◆ **PROBLEM REQUIREMENTS**
Return each line of the material below that contains the word "cloud", copying every such line in full. Treat uppercase and lowercase letters as different.

◆ **DATA SECTION**

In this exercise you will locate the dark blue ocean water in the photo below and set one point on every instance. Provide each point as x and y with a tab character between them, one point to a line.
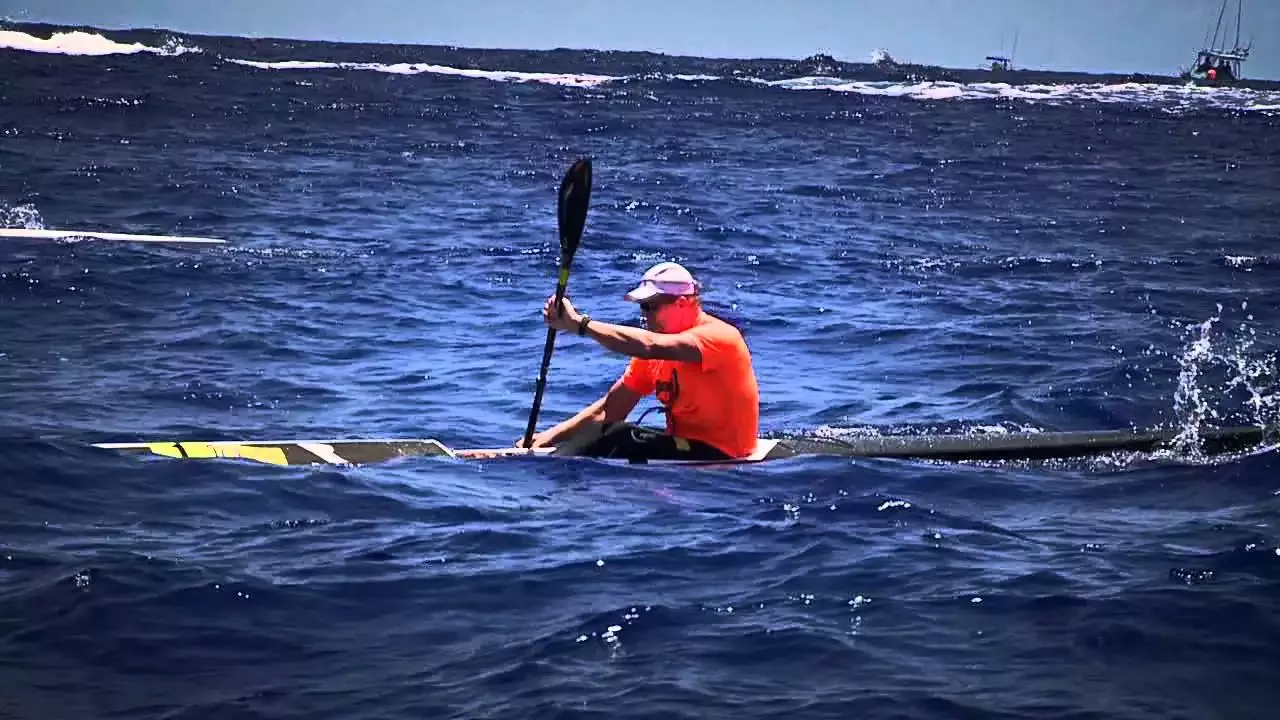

* * *

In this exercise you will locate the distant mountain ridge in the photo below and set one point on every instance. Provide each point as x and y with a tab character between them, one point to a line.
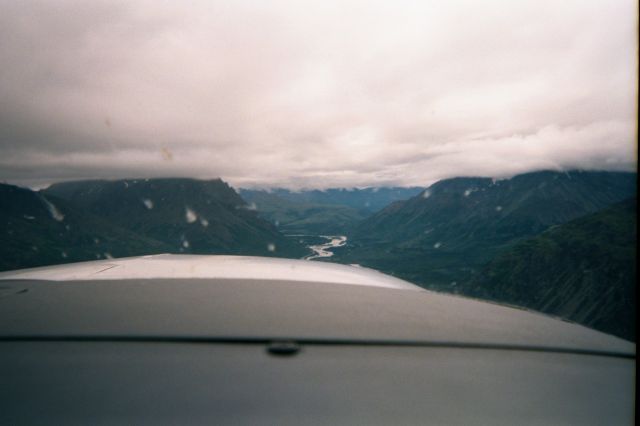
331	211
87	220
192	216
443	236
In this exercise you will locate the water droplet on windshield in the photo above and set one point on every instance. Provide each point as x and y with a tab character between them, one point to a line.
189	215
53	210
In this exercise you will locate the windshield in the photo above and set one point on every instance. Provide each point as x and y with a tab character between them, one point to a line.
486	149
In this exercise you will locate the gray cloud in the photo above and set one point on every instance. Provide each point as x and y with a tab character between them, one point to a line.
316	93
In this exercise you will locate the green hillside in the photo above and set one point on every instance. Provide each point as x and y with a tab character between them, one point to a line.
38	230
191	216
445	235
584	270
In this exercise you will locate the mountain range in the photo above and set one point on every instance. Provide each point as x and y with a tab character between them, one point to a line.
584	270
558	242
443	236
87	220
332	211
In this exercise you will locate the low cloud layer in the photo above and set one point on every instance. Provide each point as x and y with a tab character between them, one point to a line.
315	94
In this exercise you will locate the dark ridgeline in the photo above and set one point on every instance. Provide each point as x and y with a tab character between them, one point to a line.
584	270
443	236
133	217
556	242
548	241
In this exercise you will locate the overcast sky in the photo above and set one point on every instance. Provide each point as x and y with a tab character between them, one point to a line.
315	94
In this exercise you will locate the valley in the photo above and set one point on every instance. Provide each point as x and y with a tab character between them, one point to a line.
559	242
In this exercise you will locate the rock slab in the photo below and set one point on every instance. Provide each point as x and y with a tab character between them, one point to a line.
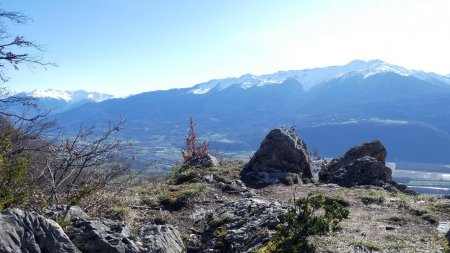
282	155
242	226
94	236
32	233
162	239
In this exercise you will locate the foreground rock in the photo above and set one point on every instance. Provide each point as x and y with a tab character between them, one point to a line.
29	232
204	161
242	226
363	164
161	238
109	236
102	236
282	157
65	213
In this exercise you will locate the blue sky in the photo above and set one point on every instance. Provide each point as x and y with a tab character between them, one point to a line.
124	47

◆ **COMPLETED TASK**
In this exercise you will locate the gray cloud in the photo above and set one point on every instance. Provide each point as x and y with a tab character between them, one point to a line.
In this exercise you will locate the low cloud layer in the photo above and set one point on every instance. Provide each point as x and y with a tab character between them, one point to a line.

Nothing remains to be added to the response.